# OBJECTIVE:
Pull out every line below that contains the word "green", and copy each one in full.
==================================================
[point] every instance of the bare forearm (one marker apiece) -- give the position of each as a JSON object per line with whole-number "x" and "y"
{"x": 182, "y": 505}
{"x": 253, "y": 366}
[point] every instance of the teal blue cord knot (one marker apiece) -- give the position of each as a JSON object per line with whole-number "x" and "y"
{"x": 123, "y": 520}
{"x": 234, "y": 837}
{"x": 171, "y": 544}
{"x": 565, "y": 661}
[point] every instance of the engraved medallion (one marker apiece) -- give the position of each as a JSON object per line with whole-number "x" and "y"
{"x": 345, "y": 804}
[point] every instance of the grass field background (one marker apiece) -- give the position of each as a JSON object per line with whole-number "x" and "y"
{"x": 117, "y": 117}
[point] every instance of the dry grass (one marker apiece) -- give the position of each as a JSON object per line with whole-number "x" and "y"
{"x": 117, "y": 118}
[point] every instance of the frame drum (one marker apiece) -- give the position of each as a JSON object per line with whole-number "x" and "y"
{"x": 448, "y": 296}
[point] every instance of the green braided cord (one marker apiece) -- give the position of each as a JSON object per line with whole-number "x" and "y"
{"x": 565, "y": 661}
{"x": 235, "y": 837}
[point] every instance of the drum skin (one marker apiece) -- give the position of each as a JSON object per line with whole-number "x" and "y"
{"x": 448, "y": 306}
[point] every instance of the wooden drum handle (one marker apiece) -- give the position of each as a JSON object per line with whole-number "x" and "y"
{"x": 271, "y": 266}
==================================================
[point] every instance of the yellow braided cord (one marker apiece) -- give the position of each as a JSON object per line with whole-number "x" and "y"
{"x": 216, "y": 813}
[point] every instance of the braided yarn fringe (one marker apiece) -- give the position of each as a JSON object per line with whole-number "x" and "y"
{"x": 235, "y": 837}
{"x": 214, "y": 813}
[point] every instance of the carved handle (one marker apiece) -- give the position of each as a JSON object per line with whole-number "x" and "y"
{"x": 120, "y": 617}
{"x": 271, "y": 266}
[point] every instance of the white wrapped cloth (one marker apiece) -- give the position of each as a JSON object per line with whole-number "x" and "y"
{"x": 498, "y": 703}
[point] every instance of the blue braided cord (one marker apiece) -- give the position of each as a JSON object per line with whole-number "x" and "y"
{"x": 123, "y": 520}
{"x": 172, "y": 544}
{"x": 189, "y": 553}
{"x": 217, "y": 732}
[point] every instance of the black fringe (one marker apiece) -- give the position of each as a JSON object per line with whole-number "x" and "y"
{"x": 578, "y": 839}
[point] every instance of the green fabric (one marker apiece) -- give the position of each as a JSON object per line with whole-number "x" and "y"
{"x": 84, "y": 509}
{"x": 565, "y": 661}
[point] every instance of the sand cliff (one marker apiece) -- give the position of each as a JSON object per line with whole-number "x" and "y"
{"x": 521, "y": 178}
==================================================
# REPLY:
[point] every instance of the green braided cord (one marker apiece) -- give the position of each as a JSON object per line with whole-number "x" and "y"
[point] every instance of the green fabric (one marker apiece) -- give the position of each as a JSON object per line with whole-number "x" and "y"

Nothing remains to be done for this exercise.